Find each line in the material below that contains the word "pitch", and copy those lines.

(Point placement records)
******

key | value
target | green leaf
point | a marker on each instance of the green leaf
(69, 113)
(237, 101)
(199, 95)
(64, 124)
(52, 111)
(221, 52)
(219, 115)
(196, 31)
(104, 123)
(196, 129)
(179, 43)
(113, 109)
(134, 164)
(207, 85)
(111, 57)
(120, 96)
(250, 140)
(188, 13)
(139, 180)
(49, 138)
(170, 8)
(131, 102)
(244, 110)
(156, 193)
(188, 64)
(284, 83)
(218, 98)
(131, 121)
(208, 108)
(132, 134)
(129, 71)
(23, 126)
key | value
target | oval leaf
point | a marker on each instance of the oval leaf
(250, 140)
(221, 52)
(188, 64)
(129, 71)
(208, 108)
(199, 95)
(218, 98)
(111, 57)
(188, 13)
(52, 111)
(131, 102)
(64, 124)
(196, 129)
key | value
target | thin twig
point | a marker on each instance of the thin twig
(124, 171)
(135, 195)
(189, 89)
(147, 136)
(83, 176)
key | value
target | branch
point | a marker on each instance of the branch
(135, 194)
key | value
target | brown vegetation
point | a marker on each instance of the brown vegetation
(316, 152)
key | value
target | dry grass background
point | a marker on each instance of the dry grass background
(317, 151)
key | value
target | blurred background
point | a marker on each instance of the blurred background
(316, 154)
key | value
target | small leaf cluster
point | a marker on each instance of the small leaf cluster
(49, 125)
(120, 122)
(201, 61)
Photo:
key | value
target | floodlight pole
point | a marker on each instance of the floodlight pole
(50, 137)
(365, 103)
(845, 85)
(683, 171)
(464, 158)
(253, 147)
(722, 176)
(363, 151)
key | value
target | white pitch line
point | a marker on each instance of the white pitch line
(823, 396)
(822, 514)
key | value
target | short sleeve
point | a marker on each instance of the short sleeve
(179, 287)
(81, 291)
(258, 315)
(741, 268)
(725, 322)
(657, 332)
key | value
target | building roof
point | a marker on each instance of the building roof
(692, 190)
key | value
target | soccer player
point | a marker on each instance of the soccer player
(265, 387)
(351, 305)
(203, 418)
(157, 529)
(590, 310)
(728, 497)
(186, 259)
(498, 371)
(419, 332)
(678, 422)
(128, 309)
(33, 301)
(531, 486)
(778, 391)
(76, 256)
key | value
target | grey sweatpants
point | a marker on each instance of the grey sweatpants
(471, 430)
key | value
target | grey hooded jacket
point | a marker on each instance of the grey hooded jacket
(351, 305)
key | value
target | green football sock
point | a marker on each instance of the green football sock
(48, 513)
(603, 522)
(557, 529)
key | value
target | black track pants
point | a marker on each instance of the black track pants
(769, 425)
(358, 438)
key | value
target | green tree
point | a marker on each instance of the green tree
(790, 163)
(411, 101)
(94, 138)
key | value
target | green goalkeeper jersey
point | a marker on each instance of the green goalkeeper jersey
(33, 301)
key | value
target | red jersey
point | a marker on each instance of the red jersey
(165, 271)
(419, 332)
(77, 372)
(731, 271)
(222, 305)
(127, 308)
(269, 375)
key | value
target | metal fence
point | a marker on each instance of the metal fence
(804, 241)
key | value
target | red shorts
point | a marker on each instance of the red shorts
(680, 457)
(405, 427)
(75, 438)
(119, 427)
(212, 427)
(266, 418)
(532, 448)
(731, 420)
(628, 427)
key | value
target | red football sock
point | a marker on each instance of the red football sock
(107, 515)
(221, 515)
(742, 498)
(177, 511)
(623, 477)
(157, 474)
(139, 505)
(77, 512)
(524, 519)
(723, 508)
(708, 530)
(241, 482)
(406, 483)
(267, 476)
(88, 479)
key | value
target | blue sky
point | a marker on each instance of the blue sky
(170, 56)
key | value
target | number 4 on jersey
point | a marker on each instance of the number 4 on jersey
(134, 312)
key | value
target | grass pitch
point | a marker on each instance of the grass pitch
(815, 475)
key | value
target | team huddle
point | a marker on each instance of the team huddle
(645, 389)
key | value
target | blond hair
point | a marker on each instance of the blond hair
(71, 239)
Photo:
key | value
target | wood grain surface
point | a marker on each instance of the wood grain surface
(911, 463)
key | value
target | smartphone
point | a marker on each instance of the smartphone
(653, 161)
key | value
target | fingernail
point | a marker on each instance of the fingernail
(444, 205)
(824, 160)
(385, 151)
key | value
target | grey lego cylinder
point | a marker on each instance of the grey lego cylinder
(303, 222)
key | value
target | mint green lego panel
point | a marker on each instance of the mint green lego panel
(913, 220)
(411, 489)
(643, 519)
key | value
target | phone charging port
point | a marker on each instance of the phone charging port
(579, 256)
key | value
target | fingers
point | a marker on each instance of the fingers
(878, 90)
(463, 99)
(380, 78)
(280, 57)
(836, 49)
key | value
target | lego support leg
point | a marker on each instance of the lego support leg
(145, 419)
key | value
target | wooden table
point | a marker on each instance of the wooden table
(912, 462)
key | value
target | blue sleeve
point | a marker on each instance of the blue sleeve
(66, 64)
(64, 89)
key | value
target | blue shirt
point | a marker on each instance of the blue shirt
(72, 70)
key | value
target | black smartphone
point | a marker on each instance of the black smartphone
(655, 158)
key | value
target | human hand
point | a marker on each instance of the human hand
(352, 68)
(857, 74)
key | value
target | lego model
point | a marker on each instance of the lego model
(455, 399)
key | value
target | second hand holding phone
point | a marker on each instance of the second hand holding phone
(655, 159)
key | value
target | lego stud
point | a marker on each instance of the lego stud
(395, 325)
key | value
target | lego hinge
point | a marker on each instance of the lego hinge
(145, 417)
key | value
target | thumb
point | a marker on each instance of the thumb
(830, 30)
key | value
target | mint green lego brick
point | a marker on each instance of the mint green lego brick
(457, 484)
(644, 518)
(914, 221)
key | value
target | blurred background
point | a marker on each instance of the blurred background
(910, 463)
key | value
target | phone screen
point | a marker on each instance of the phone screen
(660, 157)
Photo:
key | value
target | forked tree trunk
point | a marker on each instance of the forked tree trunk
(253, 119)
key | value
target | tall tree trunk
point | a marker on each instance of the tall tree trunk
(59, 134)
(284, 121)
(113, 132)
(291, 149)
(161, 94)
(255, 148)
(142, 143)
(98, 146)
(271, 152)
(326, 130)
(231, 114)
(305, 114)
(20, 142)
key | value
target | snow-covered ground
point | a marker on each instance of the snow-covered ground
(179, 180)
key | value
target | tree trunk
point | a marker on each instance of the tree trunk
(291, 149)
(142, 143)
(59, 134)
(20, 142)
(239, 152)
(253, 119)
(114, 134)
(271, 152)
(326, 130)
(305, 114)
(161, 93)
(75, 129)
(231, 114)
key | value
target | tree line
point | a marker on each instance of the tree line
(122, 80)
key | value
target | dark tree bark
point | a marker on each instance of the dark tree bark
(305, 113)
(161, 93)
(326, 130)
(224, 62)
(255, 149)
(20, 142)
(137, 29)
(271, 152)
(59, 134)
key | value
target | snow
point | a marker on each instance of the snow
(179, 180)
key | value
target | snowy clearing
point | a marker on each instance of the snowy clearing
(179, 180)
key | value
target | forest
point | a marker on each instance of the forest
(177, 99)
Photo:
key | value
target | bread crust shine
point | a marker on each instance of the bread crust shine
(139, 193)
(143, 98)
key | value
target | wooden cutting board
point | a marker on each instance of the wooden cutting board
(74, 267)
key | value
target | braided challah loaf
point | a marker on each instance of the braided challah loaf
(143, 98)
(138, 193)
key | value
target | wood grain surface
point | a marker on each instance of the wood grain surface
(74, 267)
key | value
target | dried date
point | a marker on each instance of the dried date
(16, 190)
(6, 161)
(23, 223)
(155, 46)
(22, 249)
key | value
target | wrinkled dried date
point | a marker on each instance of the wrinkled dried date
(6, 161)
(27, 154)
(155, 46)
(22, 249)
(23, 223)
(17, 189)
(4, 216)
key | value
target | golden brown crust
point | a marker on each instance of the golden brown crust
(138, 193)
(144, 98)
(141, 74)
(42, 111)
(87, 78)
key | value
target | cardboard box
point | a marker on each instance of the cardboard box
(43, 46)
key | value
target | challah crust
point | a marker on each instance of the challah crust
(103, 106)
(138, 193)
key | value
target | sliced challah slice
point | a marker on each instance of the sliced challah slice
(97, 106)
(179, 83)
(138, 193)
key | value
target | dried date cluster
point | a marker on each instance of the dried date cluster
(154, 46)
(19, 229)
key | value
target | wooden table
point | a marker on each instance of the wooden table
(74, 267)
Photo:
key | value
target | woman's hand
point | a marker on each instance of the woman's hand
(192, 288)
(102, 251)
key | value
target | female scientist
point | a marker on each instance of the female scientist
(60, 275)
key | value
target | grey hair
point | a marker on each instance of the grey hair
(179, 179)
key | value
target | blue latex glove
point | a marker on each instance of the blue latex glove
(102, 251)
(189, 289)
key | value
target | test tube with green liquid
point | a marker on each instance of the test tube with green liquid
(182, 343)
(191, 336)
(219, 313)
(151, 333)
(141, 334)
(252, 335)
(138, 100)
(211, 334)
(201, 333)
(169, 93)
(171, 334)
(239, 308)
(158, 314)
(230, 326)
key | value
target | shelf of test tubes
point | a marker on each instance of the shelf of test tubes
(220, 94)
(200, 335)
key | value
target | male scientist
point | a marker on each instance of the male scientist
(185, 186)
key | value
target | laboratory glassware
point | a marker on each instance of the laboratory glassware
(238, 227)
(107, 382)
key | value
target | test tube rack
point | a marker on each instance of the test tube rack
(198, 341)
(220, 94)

******

In response —
target | white pitch line
point | a marker on each instance of the white pitch line
target | grass pitch
point | a marker on each instance of the grass pitch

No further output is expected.